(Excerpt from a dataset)
# # # #

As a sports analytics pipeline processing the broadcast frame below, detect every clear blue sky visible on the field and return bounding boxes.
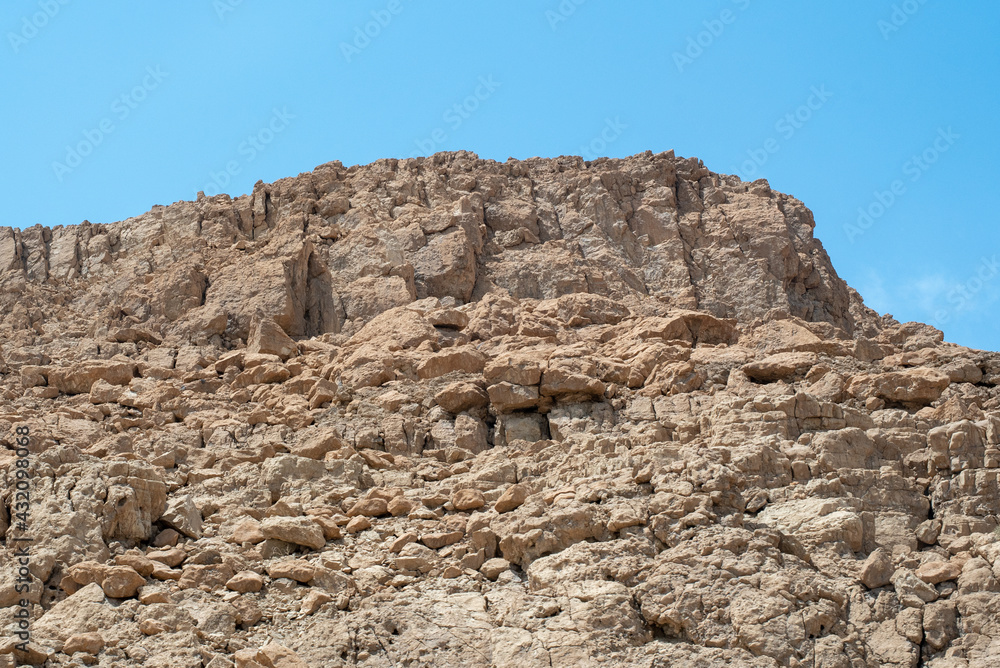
[0,0,1000,350]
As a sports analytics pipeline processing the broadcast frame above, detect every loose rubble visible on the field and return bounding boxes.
[0,153,1000,668]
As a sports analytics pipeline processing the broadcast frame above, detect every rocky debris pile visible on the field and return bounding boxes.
[0,153,1000,668]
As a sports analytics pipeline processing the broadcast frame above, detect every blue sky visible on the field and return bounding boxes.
[0,0,1000,350]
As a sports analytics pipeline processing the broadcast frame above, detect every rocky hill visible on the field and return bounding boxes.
[0,153,1000,668]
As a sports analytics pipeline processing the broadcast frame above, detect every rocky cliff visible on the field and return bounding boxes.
[0,153,1000,668]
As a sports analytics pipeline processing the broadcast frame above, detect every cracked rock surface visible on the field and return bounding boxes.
[0,153,1000,668]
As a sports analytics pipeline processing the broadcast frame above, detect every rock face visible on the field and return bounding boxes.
[0,153,1000,668]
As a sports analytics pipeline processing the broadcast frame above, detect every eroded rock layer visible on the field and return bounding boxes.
[0,153,1000,668]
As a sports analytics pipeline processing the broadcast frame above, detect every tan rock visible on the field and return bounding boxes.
[859,549,895,589]
[345,515,372,533]
[299,589,333,615]
[420,531,464,550]
[247,318,298,361]
[914,561,962,584]
[257,642,309,668]
[226,571,264,594]
[261,517,326,550]
[434,382,489,413]
[267,559,316,584]
[347,498,389,517]
[451,489,486,512]
[487,383,539,413]
[479,557,510,580]
[417,350,486,378]
[229,519,264,545]
[493,485,528,513]
[62,631,104,656]
[847,368,951,405]
[101,566,146,598]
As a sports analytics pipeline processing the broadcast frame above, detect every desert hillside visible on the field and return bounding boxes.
[0,153,1000,668]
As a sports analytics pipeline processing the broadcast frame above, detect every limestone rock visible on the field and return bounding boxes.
[0,152,1000,668]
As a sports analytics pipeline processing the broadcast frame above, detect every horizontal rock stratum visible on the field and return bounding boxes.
[0,153,1000,668]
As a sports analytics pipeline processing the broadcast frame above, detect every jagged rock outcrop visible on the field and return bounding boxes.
[0,153,1000,668]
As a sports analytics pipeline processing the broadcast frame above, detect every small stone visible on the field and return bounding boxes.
[346,515,372,533]
[913,520,942,545]
[347,497,389,517]
[257,641,309,668]
[62,632,104,656]
[858,548,894,589]
[479,557,510,580]
[229,519,264,545]
[493,485,528,513]
[299,589,333,615]
[914,561,962,584]
[261,517,326,550]
[386,496,417,517]
[267,559,316,583]
[420,531,465,550]
[160,494,202,540]
[226,571,264,594]
[101,566,146,598]
[451,489,486,512]
[246,318,299,361]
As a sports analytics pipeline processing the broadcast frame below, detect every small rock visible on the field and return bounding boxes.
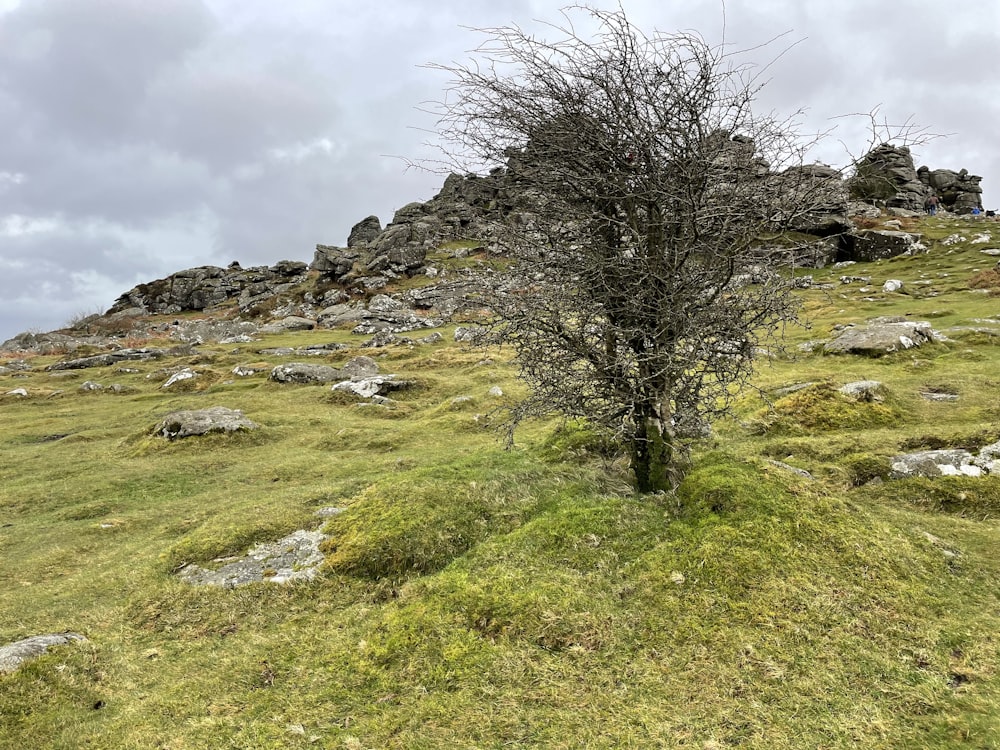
[160,367,198,388]
[837,380,882,402]
[154,406,258,440]
[882,279,903,292]
[0,633,87,674]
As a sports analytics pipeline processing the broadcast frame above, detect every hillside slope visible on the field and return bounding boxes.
[0,214,1000,750]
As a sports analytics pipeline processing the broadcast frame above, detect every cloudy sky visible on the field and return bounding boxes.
[0,0,1000,341]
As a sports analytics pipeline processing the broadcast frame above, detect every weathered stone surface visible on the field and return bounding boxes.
[45,349,167,370]
[823,319,935,357]
[0,633,87,674]
[177,530,326,588]
[341,356,378,379]
[347,216,382,247]
[160,367,198,388]
[851,229,926,263]
[312,245,361,280]
[316,302,368,328]
[882,279,903,294]
[837,380,884,402]
[889,450,983,479]
[154,406,258,440]
[332,375,413,398]
[169,320,258,344]
[260,315,316,333]
[269,362,343,383]
[455,326,486,344]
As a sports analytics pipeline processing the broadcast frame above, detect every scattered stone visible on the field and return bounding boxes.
[160,367,198,388]
[232,365,267,378]
[268,362,344,383]
[45,349,167,370]
[768,459,813,479]
[823,318,938,357]
[837,380,883,402]
[260,315,316,333]
[920,391,958,401]
[889,449,983,479]
[177,530,327,589]
[331,375,414,399]
[882,279,903,293]
[455,326,486,344]
[0,633,87,674]
[154,406,259,440]
[341,356,378,380]
[315,505,347,518]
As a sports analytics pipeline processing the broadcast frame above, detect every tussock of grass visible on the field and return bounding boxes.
[754,383,904,435]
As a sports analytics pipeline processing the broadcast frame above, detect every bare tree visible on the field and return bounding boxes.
[435,7,839,492]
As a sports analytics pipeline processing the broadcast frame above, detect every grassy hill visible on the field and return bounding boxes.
[0,218,1000,750]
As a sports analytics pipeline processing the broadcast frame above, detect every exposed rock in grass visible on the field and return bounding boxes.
[341,356,378,379]
[268,362,344,383]
[0,633,87,674]
[890,442,1000,479]
[45,349,167,370]
[160,367,198,388]
[889,450,983,479]
[823,318,938,357]
[332,375,413,398]
[837,380,884,402]
[178,530,327,588]
[260,315,316,333]
[154,406,259,440]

# # # #

_Written problem_. Copy every row above word for word, but leave out the pictures.

_Answer to this exercise_.
As a sports analytics pipeline processing the broadcast frame below, detect every clear blue sky visible on the field and return bounding boxes.
[0,0,1000,350]
As a sports analytics pipeline processing the broadcast frame above, detect every loose rubble visible on the field and return bounding boxes.
[0,153,1000,668]
As a sports analytics pipeline processing the broadcast frame above, detect every rocky debris pile visible on the field and return bounding boxes.
[0,153,1000,668]
As a sports analytics pipeline processing the broadcast frame above, detect every blue sky visible on the field and return bounding boxes.
[0,0,1000,350]
As a sports analytics pipeline processing the broadcast frame above, detect every rocky hill visible on the field and return bounding boxes.
[0,153,1000,668]
As a sports analytics pipeline processing the broadcast frame above, detect every rocky cliff visible on the field and return bounding boxes.
[0,153,1000,668]
As a sports analytics pipeline processing the broadcast frame above, detect every cracked rock surface visible on the field and return bounding boxes.
[0,153,1000,668]
As a sports analytics pipeline processing the broadcast frame above, detect every rock face visible on the field and return bounding boxes.
[0,153,1000,668]
As a sports analytics pipeline processing the broadcast frame above, detect every eroded rock layer visible on the field and return bounding boxes.
[0,153,1000,668]
As a sports analytics pipeline processing the broadcast frame above, detect every tan rock visible on the field and return bounding boxes.
[859,549,895,589]
[345,515,372,533]
[299,589,333,615]
[420,531,464,550]
[247,318,298,361]
[914,561,962,584]
[257,642,309,668]
[226,571,264,594]
[261,517,326,550]
[434,382,489,413]
[267,559,316,584]
[347,498,389,517]
[451,489,486,512]
[487,383,539,413]
[479,557,510,580]
[417,350,486,378]
[229,519,264,545]
[493,485,528,513]
[62,631,104,656]
[847,368,951,405]
[101,566,146,598]
As a sports analytics pipeline processing the broadcast frame above, detect every desert hillside visible on the field and return bounding boxes.
[0,153,1000,668]
As a sports analytics pipeline processing the broadcast frame above, detect every limestone rock visible on the field and return bounding boxes.
[0,152,1000,668]
As a sports analytics pipeline processing the broadcast frame above, detect every horizontal rock stratum visible on the field and return bounding boxes.
[0,153,1000,668]
As a sports analytics pipeline processing the broadcast frame above, detect every jagged rock outcrop visible on the field and return bounding boxes.
[0,153,1000,668]
As a sports analytics pipeline processing the broadcast frame above, detect every small stone visible on the field and return bounding boxes.
[346,515,372,533]
[913,520,942,545]
[347,497,389,517]
[257,641,309,668]
[62,632,104,656]
[858,548,894,589]
[479,557,510,580]
[229,519,264,545]
[493,485,528,513]
[299,589,333,615]
[914,561,962,584]
[261,517,326,550]
[386,496,417,517]
[267,559,316,583]
[420,531,465,550]
[160,494,202,540]
[226,571,264,594]
[101,566,146,598]
[451,489,486,512]
[246,318,299,361]
As a sports analytics pipeline processing the broadcast frame below, detect every small rock visible on the field and return bounding boxes.
[160,367,198,388]
[837,380,882,402]
[154,406,258,440]
[882,279,903,292]
[0,633,87,674]
As a sports analytics pipeline processing the broadcast frame above, detect every hillside slope visible on the field and return bounding boxes.
[0,214,1000,750]
As a sports analytics pipeline processing the broadcast frame above, detect every cloudy sky visible on the field and return bounding boxes.
[0,0,1000,341]
As a sports analytics pipeline processing the broadcast frame above, detect every weathered stone surface visible on the field and return bounding boxes.
[45,349,167,370]
[823,319,935,357]
[0,633,87,674]
[177,530,326,588]
[341,356,378,379]
[347,216,382,247]
[160,367,198,388]
[851,229,926,263]
[312,245,361,280]
[316,302,368,328]
[882,279,903,294]
[837,380,884,402]
[889,450,983,479]
[154,406,258,440]
[332,375,413,398]
[169,320,258,344]
[260,315,316,333]
[269,362,343,383]
[455,326,486,344]
As a sports analytics pipeline processing the broadcast frame above, detect every scattered stone visible on the field and return bounding boxes.
[160,367,198,388]
[232,365,267,378]
[268,362,344,383]
[45,349,167,370]
[768,459,813,479]
[823,318,938,357]
[837,380,883,402]
[260,315,316,333]
[920,391,958,401]
[889,449,983,479]
[177,530,327,589]
[331,375,414,399]
[882,279,903,293]
[455,326,486,344]
[0,633,87,674]
[154,406,259,440]
[341,356,378,380]
[315,505,347,518]
As a sports analytics pipeline processing the broadcast frame above, detect every tussock of grass visible on the field and return bounding boxes.
[754,383,904,435]
As a sports analytics pipeline processing the broadcast frame above, detect every bare tree visible on the field and return bounding boxes.
[435,7,839,492]
As a sports analytics pipeline processing the broadcast frame above, detect every grassy hill visible on the field and return bounding boxes.
[0,218,1000,750]
As a sports analytics pipeline processing the broadcast frame above, detect every exposed rock in grass visible on the field and return bounding boxes.
[341,356,378,379]
[268,362,344,383]
[0,633,87,674]
[890,442,1000,479]
[45,349,167,370]
[160,367,198,388]
[889,450,983,479]
[823,318,938,357]
[332,375,413,398]
[837,380,884,402]
[178,530,327,588]
[260,315,316,333]
[154,406,259,440]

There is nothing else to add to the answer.